◆ PROBLEM STATEMENT
Rewrite every line of the data below as a numbered list, omitting any blank lines.

──────────

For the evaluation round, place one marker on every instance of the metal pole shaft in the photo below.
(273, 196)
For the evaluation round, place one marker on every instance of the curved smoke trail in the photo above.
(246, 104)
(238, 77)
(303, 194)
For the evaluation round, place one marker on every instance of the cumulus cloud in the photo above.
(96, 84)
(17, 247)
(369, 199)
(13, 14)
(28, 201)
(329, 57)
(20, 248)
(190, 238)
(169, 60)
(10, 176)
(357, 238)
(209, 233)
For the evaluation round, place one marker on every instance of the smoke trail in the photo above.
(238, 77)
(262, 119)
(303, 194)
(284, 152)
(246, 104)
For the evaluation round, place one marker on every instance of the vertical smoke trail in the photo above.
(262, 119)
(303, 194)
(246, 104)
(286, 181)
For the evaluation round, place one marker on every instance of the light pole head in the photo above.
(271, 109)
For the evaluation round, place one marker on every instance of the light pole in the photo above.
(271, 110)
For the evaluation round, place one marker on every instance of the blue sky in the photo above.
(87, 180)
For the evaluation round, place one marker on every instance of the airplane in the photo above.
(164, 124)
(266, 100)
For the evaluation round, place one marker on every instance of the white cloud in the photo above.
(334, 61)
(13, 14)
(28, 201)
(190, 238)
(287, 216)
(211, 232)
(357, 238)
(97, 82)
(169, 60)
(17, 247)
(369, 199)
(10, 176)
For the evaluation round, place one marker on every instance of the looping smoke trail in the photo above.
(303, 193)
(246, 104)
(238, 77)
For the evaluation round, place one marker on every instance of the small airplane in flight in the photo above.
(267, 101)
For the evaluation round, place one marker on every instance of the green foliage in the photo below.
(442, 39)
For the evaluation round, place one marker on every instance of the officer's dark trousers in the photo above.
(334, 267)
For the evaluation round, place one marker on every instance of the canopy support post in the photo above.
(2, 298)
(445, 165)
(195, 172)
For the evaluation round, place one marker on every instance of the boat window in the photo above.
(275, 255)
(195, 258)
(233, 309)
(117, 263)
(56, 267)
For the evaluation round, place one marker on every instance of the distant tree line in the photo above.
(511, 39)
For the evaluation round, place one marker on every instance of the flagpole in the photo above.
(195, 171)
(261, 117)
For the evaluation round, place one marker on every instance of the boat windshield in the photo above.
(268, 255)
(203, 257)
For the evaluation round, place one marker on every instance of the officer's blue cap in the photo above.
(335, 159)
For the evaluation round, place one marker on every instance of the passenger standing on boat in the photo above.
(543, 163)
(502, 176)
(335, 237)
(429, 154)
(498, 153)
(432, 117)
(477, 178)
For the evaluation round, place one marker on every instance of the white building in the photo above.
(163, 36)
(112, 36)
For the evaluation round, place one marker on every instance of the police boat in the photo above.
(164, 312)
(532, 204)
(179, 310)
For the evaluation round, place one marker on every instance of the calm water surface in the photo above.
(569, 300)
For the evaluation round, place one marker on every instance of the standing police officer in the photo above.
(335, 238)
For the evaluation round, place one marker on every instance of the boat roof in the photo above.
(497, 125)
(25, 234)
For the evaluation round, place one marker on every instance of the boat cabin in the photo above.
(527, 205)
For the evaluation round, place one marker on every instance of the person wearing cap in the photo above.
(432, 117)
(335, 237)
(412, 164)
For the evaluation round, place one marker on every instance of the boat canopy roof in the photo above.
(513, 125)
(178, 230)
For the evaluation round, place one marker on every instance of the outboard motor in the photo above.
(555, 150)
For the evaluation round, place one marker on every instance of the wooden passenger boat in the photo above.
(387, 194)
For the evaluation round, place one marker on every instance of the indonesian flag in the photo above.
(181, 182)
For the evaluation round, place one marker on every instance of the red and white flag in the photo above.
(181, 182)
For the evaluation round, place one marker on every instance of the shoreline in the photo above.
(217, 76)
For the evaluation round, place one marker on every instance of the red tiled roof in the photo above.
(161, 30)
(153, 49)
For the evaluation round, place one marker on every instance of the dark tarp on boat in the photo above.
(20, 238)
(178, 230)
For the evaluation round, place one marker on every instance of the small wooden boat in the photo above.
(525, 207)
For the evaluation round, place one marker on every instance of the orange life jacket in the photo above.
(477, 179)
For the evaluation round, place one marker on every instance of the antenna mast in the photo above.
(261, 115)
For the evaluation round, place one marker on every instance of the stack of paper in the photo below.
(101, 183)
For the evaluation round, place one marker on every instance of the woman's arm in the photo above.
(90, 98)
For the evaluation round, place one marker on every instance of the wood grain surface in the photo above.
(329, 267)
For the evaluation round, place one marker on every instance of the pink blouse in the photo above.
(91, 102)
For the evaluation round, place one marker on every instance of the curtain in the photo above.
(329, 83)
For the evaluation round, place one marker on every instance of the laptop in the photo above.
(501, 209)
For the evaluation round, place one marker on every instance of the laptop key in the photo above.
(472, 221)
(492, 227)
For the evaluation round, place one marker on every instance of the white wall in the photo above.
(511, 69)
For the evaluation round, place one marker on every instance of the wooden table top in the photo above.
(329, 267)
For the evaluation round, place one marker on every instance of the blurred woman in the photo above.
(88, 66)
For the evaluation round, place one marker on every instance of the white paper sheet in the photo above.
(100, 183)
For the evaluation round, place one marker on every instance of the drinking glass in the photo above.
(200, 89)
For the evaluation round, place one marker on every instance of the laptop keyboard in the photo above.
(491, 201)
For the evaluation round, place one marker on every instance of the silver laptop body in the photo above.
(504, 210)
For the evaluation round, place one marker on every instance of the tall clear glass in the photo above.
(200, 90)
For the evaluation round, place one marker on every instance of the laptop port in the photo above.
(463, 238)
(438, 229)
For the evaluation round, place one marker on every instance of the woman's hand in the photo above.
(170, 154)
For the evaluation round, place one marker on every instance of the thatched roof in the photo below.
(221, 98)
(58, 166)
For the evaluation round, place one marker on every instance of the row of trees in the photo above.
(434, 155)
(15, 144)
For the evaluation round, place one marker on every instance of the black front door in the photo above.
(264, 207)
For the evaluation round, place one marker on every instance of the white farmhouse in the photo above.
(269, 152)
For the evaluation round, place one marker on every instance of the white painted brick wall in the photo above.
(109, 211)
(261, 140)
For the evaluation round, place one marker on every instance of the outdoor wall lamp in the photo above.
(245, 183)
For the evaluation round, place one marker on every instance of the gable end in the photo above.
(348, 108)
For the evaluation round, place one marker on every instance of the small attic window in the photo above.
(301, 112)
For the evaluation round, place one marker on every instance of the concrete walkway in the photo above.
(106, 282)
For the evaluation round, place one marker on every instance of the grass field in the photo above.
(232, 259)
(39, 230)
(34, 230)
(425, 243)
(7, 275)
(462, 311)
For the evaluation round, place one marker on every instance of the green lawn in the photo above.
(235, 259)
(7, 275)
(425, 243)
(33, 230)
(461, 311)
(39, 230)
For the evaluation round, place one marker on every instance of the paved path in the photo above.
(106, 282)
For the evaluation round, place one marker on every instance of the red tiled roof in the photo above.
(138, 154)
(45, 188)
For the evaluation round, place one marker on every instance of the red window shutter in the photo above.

──────────

◆ ANSWER FOR THIS EXERCISE
1. For the evaluation round, place one marker on every instance of the metal pole shaft in the photo below.
2. (273, 196)
3. For the evaluation round, place one marker on every instance of the curved smoke trail in the photo above.
4. (246, 104)
5. (238, 77)
6. (303, 194)
7. For the evaluation round, place one marker on every instance of the cumulus cloud in the photo above.
8. (96, 84)
9. (17, 247)
10. (369, 199)
11. (13, 14)
12. (28, 201)
13. (329, 57)
14. (20, 248)
15. (190, 238)
16. (169, 60)
17. (10, 176)
18. (357, 238)
19. (209, 233)
20. For the evaluation round, place one marker on every instance of the smoke trail in the photo above.
21. (238, 77)
22. (262, 119)
23. (303, 194)
24. (284, 152)
25. (246, 104)
26. For the evaluation round, place one marker on every instance of the vertical smoke trail in the photo above.
27. (262, 119)
28. (303, 194)
29. (246, 104)
30. (286, 181)
31. For the evaluation round, place one marker on every instance of the light pole head in the photo above.
32. (271, 109)
33. For the evaluation round, place one marker on every instance of the light pole in the photo above.
34. (271, 110)
35. For the evaluation round, place one marker on every instance of the blue sky in the photo above.
36. (87, 180)
37. For the evaluation round, place one marker on every instance of the airplane in the photo above.
38. (164, 124)
39. (266, 100)
40. For the evaluation round, place one marker on every instance of the white cloud in the photo above.
41. (334, 61)
42. (13, 14)
43. (28, 201)
44. (190, 238)
45. (287, 216)
46. (211, 232)
47. (357, 238)
48. (97, 82)
49. (169, 60)
50. (17, 247)
51. (369, 199)
52. (10, 176)
53. For the evaluation round, place one marker on every instance of the looping smoke trail in the photo above.
54. (303, 193)
55. (246, 104)
56. (238, 77)
57. For the evaluation round, place one marker on every instance of the small airplane in flight in the photo above.
58. (267, 101)
59. For the evaluation round, place one marker on every instance of the green foliage in the photo below.
60. (442, 39)
61. For the evaluation round, place one marker on every instance of the officer's dark trousers in the photo above.
62. (334, 267)
63. For the evaluation round, place one marker on every instance of the canopy support post in the photo above.
64. (2, 298)
65. (445, 165)
66. (195, 172)
67. For the evaluation round, place one marker on every instance of the boat window in the photo above.
68. (275, 255)
69. (195, 258)
70. (233, 309)
71. (117, 263)
72. (56, 267)
73. For the evaluation round, place one marker on every instance of the distant tree line in the photo above.
74. (511, 39)
75. For the evaluation round, place one marker on every instance of the flagpole in the photo above.
76. (195, 171)
77. (261, 117)
78. For the evaluation round, place one marker on every instance of the boat windshield in the photo above.
79. (268, 255)
80. (203, 257)
81. For the evaluation round, place one marker on every instance of the officer's blue cap in the photo above.
82. (335, 159)
83. For the evaluation round, place one marker on every instance of the passenger standing on boat in the photo above.
84. (543, 163)
85. (502, 176)
86. (335, 237)
87. (429, 154)
88. (498, 153)
89. (432, 117)
90. (477, 178)
91. For the evaluation round, place one marker on every instance of the white building in the photo above.
92. (163, 36)
93. (112, 36)
94. For the evaluation round, place one marker on every instance of the police boat in the photo above.
95. (164, 312)
96. (532, 204)
97. (179, 310)
98. For the evaluation round, place one marker on every instance of the calm water surface in the photo above.
99. (569, 300)
100. For the evaluation round, place one marker on every instance of the standing police officer in the photo above.
101. (335, 238)
102. For the evaluation round, place one marker on every instance of the boat roof in the photo above.
103. (497, 125)
104. (25, 234)
105. For the evaluation round, place one marker on every instance of the boat cabin in the photo above.
106. (527, 205)
107. For the evaluation round, place one marker on every instance of the person wearing cap in the photo above.
108. (432, 117)
109. (335, 237)
110. (412, 164)
111. For the evaluation round, place one marker on every instance of the boat canopy roof in the photo above.
112. (513, 125)
113. (178, 230)
114. For the evaluation round, place one marker on every instance of the outboard motor in the photo above.
115. (555, 150)
116. For the evaluation round, place one marker on every instance of the wooden passenger boat in the photo above.
117. (387, 194)
118. For the evaluation round, place one marker on every instance of the indonesian flag in the photo above.
119. (181, 182)
120. For the evaluation round, place one marker on every instance of the red and white flag in the photo above.
121. (181, 182)
122. For the evaluation round, place one marker on every instance of the shoreline in the photo above.
123. (217, 76)
124. For the evaluation round, place one marker on every instance of the red tiled roof in the photo above.
125. (161, 30)
126. (153, 49)
127. For the evaluation round, place one marker on every instance of the dark tarp on boat in the photo above.
128. (20, 238)
129. (178, 230)
130. For the evaluation round, place one marker on every instance of the small wooden boat in the photo above.
131. (525, 207)
132. For the evaluation round, place one marker on every instance of the orange life jacket in the photo above.
133. (477, 179)
134. For the evaluation round, place one marker on every instance of the antenna mast in the photo above.
135. (261, 115)
136. For the evaluation round, place one marker on every instance of the stack of paper in the photo below.
137. (101, 183)
138. For the evaluation round, place one marker on every instance of the woman's arm in the photo above.
139. (90, 98)
140. For the evaluation round, place one marker on every instance of the wood grain surface in the photo above.
141. (329, 267)
142. For the evaluation round, place one marker on every instance of the pink blouse in the photo above.
143. (91, 102)
144. For the evaluation round, place one marker on every instance of the curtain in the photo above.
145. (329, 83)
146. For the evaluation round, place one marker on every instance of the laptop in the photo above.
147. (501, 209)
148. For the evaluation round, place one marker on every instance of the laptop key in the photo above.
149. (472, 221)
150. (492, 227)
151. For the evaluation round, place one marker on every instance of the white wall in the photo above.
152. (511, 69)
153. For the evaluation round, place one marker on every instance of the wooden table top in the photo above.
154. (329, 267)
155. For the evaluation round, place one marker on every instance of the blurred woman in the photo above.
156. (88, 66)
157. For the evaluation round, place one marker on every instance of the white paper sheet in the photo above.
158. (100, 183)
159. For the evaluation round, place one marker on every instance of the drinking glass in the photo above.
160. (200, 89)
161. For the evaluation round, place one marker on every instance of the laptop keyboard in the photo above.
162. (491, 201)
163. For the evaluation round, place one marker on every instance of the silver laptop body in the photo above.
164. (504, 210)
165. For the evaluation round, place one marker on every instance of the tall clear glass in the photo above.
166. (200, 90)
167. For the evaluation round, place one marker on every instance of the laptop port in the photo above.
168. (463, 238)
169. (438, 229)
170. For the evaluation round, place one marker on every instance of the woman's hand in the photo above.
171. (170, 154)
172. For the evaluation round, place one marker on every instance of the thatched roof in the photo below.
173. (221, 98)
174. (58, 166)
175. For the evaluation round, place one marker on every instance of the row of trees in the photo above.
176. (434, 155)
177. (15, 144)
178. For the evaluation round, place one marker on every instance of the black front door in the photo above.
179. (264, 207)
180. For the evaluation round, place one marker on every instance of the white farmhouse in the photo above.
181. (269, 152)
182. For the evaluation round, place one marker on every instance of the white painted brick wall in the photo above.
183. (109, 211)
184. (261, 140)
185. For the evaluation round, place one marker on every instance of the outdoor wall lamp in the photo above.
186. (245, 183)
187. For the evaluation round, place one marker on every instance of the gable end in the photo above.
188. (348, 108)
189. For the evaluation round, place one marker on every instance of the small attic window in the photo above.
190. (301, 112)
191. For the evaluation round, place one marker on every instance of the concrete walkway in the photo above.
192. (106, 282)
193. For the evaluation round, place one marker on every instance of the grass field in the photo above.
194. (232, 259)
195. (39, 230)
196. (34, 230)
197. (425, 243)
198. (7, 275)
199. (462, 311)
200. For the evaluation round, place one marker on every instance of the green lawn in the photo above.
201. (235, 259)
202. (7, 275)
203. (425, 243)
204. (33, 230)
205. (461, 311)
206. (39, 230)
207. For the evaluation round, place one marker on every instance of the paved path in the photo above.
208. (106, 282)
209. For the evaluation round, place one marker on every instance of the red tiled roof in the photo above.
210. (138, 154)
211. (45, 188)
212. For the evaluation round, place one marker on every instance of the red window shutter in the photo above.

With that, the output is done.